_PASSAGE PROVIDED_:
FOR MOST OF its short history, Qatar has been an afterthought of an afterthought in global politics, an impoverished backwater that had often fallen prey to the schemes of stronger powers, from the British struggle with the Ottoman Turks for control of the Persian Gulf in the 19th century to the rise of Wahhabi Saudi Arabia next door in the early 20th. Like many leaders of small states, the Al Thani ruling family possesses a certain knack for survival, sometimes appeasing Qatar's larger neighbors, at other times irritating them and inviting outside protection, as Qatar did when it built the gigantic, billion-dollar al-Udeid air base in 1996, anticipating the closure of U.S. facilities in Saudi Arabia -- before the emirate even had an air force of its own.
The discovery of oil in 1940 allowed the Al Thani family to forge a collection of squabbling tribes and pearl fishermen into a small -- and wildly rich -- state. But it wasn't until 1995, when Sheikh Hamad ousted his father in a bloodless coup, that Qatar began building its little patch of desert into a force in the region and beyond. Under him, Qatar has become an expansionary power, a sort of latter-day Venice -- only its strength lies not in trade or maritime prowess but in the flow of natural gas. In this, Qatar has been more than merely lucky, making big, bold bets on the rise of liquefied natural gas and reinvesting profits in massive infrastructure projects at home and high-profile assets abroad like Harrods in London and the French soccer club Paris Saint-Germain. Eventually, the government hopes the interest on Qatar's $85 billion sovereign wealth fund alone will be able to fund its operations in perpetuity.
All that gas money has turned Doha into an unlikely entrepôt of political intrigue, a sort of Turtle Bay on the Persian Gulf. I lived in Qatar for a little more than a year, until last December, and the city offered a front-row seat as the Arab Spring unfolded -- masterminded, it sometimes seemed, from Doha. In October, I went to Souq Waqif, the Disneyfied market along the city's corniche, to attend a victory party Qatar was throwing for Libyan expats. The souq was festooned with banners celebrating the recent rebel triumph over Qaddafi, who had just been summarily executed and then grotesquely displayed in a strip-mall meat locker. The highlight of the party -- a sort of mosh pit filled with Libyans dancing to the revolutionary anthem "Raise Your Head High, You're a Free Libyan" -- proved too much for the authorities, and it was broken up in favor of a traditional Qatari sword dance.

_REQUIRED WORK_:
(1) According to the passage about Qatar, in what year did Sheikh Hamad oust his father in a bloodless coup?
(2) Pick up the passage about Qatar after its last sentence and continue it.
The records that come next have no connection to the passage about Qatar.

Collected data:

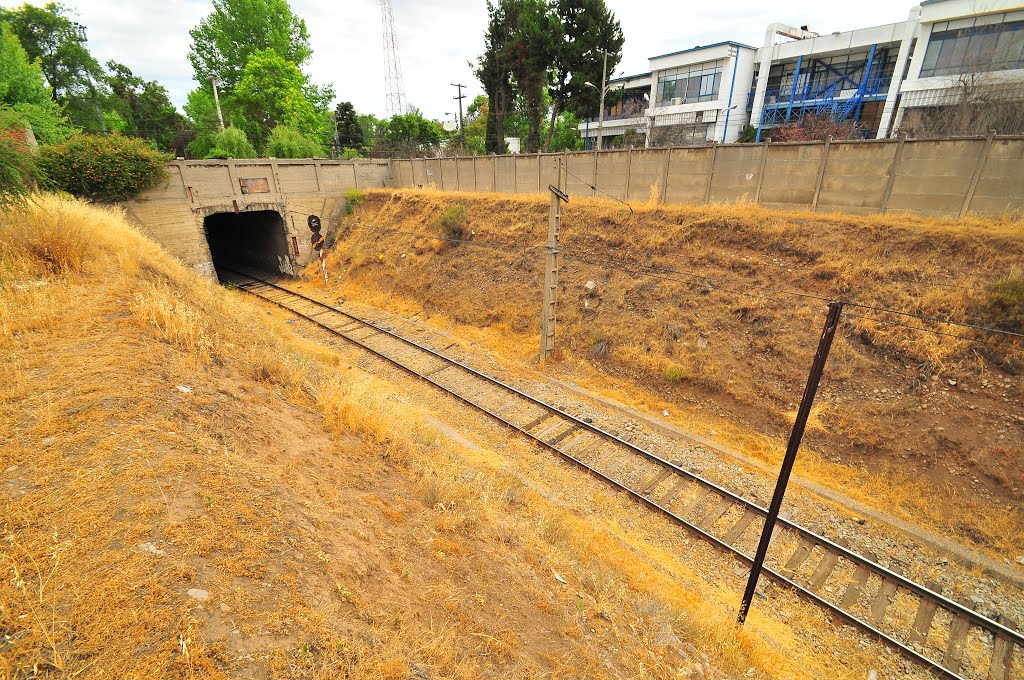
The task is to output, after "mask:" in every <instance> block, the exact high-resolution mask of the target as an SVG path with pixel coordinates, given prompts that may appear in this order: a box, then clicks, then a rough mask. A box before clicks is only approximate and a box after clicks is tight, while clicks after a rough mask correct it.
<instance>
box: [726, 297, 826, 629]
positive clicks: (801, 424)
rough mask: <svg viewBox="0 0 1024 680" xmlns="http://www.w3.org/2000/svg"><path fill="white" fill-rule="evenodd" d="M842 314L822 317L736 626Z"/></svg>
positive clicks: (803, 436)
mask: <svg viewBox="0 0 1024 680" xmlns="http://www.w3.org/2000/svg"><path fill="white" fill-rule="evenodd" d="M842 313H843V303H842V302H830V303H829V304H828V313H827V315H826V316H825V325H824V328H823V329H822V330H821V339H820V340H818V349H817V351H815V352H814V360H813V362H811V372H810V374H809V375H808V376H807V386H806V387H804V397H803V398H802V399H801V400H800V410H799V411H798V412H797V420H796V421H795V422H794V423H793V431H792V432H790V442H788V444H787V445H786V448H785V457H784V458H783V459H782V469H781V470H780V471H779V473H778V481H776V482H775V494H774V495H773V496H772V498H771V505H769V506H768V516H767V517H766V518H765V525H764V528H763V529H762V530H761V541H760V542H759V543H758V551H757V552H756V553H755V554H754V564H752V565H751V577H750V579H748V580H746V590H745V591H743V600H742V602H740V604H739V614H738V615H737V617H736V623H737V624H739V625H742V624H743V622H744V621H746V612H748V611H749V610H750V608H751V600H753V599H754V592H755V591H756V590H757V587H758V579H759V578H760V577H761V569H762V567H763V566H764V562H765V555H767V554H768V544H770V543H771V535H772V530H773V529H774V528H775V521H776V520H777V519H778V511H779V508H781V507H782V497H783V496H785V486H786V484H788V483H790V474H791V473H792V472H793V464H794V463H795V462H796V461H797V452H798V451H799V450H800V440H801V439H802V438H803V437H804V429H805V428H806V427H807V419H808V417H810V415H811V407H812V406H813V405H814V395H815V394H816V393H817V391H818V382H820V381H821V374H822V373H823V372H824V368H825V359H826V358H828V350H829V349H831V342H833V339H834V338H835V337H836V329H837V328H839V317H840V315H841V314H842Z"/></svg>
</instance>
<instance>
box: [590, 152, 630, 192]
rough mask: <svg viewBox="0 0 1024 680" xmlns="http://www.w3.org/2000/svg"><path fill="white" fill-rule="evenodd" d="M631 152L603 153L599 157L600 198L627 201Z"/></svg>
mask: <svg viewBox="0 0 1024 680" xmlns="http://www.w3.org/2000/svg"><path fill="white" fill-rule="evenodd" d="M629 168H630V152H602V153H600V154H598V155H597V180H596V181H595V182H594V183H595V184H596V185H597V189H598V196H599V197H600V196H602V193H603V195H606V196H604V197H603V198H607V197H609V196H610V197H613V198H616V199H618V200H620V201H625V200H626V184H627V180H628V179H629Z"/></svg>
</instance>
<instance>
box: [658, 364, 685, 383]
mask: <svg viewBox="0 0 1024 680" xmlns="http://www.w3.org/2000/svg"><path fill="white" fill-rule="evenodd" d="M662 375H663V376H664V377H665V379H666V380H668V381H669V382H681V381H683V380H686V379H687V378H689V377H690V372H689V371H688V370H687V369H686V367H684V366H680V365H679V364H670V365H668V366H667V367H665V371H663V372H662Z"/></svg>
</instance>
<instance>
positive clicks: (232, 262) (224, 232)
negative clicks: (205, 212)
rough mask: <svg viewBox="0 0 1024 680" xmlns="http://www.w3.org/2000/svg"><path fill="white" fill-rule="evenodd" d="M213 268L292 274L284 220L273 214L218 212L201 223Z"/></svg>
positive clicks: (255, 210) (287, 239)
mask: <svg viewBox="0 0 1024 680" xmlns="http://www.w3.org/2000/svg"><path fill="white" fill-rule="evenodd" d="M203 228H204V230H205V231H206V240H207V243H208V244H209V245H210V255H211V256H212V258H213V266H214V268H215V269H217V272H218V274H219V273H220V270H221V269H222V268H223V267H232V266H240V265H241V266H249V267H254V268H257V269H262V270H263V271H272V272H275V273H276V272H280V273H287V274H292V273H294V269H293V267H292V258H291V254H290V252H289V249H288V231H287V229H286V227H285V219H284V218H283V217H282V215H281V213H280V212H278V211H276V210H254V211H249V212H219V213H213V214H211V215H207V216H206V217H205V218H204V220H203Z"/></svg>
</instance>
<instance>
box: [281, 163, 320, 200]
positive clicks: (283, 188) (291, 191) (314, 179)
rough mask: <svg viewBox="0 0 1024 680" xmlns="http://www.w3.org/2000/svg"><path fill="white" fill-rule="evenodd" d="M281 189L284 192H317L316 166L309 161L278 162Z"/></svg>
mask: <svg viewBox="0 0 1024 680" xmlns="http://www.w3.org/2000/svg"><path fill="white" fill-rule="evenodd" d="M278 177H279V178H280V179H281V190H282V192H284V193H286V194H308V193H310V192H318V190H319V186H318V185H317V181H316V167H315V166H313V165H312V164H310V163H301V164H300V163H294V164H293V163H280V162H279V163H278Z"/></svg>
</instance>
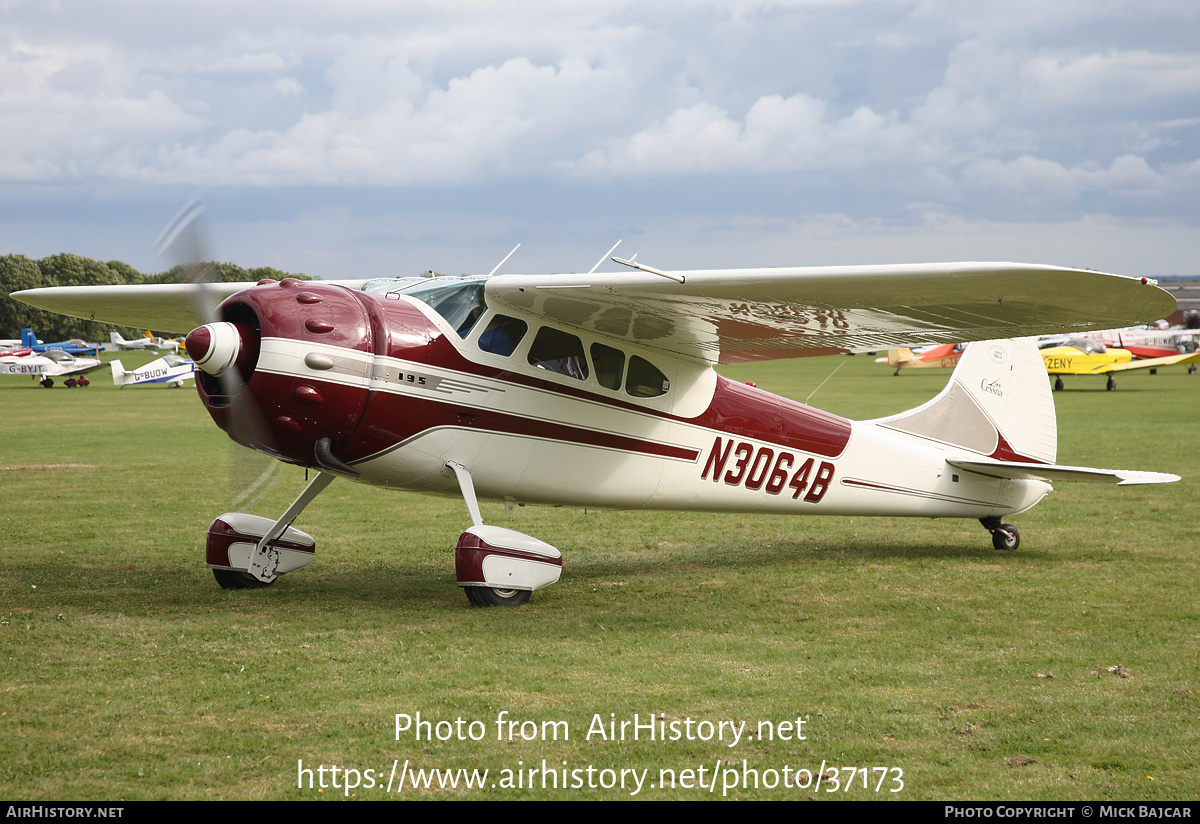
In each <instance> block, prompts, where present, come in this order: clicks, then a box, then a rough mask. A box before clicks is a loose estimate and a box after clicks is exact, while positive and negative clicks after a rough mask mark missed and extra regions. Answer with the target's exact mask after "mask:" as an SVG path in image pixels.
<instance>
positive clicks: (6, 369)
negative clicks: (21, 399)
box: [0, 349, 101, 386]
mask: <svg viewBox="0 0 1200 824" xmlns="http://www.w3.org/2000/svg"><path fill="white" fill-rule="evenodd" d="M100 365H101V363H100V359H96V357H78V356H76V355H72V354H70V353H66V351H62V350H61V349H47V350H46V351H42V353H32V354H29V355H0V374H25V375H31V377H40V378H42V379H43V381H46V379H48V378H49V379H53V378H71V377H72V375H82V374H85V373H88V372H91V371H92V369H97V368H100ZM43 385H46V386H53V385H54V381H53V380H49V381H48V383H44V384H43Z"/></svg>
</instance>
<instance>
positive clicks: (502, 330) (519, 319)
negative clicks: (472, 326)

_SOLVED TASKS_:
(1) 1995

(2)
For months, Doha had teemed with Libyan exiles, not so secretly funded by Qatar, which put up the rebel leaders at expensive hotels and bankrolled their satellite channel. Qatari cargo jets ferried tens of millions of dollars' worth of humanitarian supplies, weapons, and special-operations troops to rebel headquarters in Benghazi on regular flights; nearly the entire Qatari air force helped enforce NATO's no-fly zone. In August, when Libyan rebel fighters stormed Qaddafi's Bab al-Aziziya complex, they raised a Qatari flag in appreciation. Asked in an Al Jazeera interview just how much Qatar spent on the Libyan revolution, the prime minister simply said, "It's a lot. It cost us a lot."
Qatar insisted its only interest in Libya was freedom for the Libyan people. But a nationalist backlash over perceived Qatari meddling in Libyan affairs soon ensued. Abdel Rahman Shalgham, Qaddafi's former U.N. ambassador whose dramatic defection helped seal the dictator's fate, appeared on television to denounce Qatar as an alien, malign force. "Qatar might have delusions of leading the region," he said. "I absolutely do not accept their presence at all." Qatar's secular allies were soon forced out of the interim government, while its main Islamist proxy in Libya, Abdel Hakim Belhaj, was detained and humiliated at Tripoli's airport by rival militiamen. One year on, it's hard to see what Qatar gained from its North African adventure.
If Libya represented the apotheosis of Qatari power, Syria represents its limits. More than a year since their revolution began, Syrians are still braving bullets to protest the rule of President Bashar al-Assad -- and firing back with a few of their own. So far, all outside attempts to end the conflict peacefully have failed, including repeated Qatari-led efforts to come up with a diplomatic solution. If Assad survives, Doha will have aggravated the Syrian regime's biggest supporter -- Iran -- with which Qatar shares the world's largest gas field and maintains officially friendly ties, to little end.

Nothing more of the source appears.